--- Written exercise 1 ---
Show every line of the rows below that contains the string "yellow", copying each one unchanged.

--- Page extract ---
Skip to main content

Installable RAG + MCP skills framework with a reliability-loop workflow.

Project description

rag-ai-scientist

Installable toolkit for local RAG indexing + MCP serving in scientific workflows.

PyPI Python License

rag-ai-scientist gives you:

  • a CLI to initialize and build a local vector database from your papers and notes,
  • an MCP server entrypoint for Cursor / agent integrations,
  • packaged skills under rag_ai_scientist/skills/ (workflow checklists—no Git clone needed).

End-user workflow (pip only — no GitHub)

You install from PyPI, create any folder for your project, put your research materials there, index once, then connect Cursor.

Full step-by-step: docs/GETTING_STARTED.md — install → references/init-referencessetup-rag → MCP → update notes and rebuild.

Minimal command sequence (after pip install rag-ai-scientist):

mkdir -p ~/my-ai-scientist/references
cd ~/my-ai-scientist
# Add your own .md / .pdf files under references/

rag-ai-scientist init-references --project-root . --references-dir ./references
rag-ai-scientist setup-rag --project-root . --force
rag-ai-scientist mcp --project-root .    # usually configured once inside Cursor — see GETTING_STARTED
  • query_analysis_knowledge answers from your indexed files.

--- Exercise data ---

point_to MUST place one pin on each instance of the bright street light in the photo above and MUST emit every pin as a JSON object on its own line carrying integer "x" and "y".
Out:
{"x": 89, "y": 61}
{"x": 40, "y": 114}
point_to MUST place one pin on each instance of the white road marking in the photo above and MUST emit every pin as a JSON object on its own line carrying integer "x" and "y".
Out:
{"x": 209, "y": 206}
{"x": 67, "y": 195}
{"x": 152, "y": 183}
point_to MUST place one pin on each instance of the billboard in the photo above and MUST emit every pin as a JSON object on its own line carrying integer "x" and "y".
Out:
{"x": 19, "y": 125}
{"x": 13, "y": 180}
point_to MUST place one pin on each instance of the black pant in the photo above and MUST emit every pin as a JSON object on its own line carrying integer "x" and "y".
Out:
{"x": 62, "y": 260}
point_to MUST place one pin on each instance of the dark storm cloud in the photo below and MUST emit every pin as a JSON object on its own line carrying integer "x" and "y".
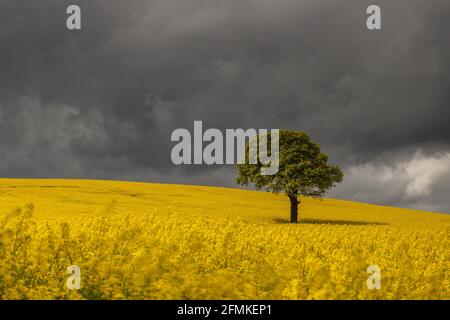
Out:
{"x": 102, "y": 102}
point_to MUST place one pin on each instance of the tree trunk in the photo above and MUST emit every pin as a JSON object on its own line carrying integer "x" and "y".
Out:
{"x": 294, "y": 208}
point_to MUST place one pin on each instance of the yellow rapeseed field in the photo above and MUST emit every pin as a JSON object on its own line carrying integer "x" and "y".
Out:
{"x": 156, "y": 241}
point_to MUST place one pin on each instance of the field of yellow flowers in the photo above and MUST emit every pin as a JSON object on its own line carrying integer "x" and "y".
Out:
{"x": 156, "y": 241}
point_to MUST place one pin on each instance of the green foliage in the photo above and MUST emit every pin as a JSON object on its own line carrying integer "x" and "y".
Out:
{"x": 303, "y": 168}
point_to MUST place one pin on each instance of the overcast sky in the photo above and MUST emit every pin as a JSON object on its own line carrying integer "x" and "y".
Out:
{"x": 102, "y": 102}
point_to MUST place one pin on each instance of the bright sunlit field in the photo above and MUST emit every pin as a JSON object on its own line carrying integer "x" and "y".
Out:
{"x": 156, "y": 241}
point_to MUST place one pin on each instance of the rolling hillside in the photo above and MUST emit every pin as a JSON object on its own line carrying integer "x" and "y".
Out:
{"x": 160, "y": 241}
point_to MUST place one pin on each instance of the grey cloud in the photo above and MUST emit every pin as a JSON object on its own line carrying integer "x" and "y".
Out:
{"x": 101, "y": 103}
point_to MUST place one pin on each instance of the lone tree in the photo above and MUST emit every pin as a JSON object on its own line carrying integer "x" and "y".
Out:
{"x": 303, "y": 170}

--- Written exercise 2 ---
Answer these questions from the rag-ai-scientist page:
(a) Under what path are the packaged skills placed?
(b) Besides --project-root, which flag does the minimal command sequence pass to setup-rag?
(c) What does query_analysis_knowledge answer from?

--- Written response 1 ---
point_to MUST place one pin on each instance of the yellow rapeseed field in the photo above and MUST emit every pin as a JSON object on its own line carrying integer "x" and "y".
point_to MUST place one pin on each instance of the field of yellow flowers in the photo above and MUST emit every pin as a JSON object on its own line carrying integer "x" and "y".

--- Written response 2 ---
(a) rag_ai_scientist/skills/
(b) --force
(c) Your indexed files.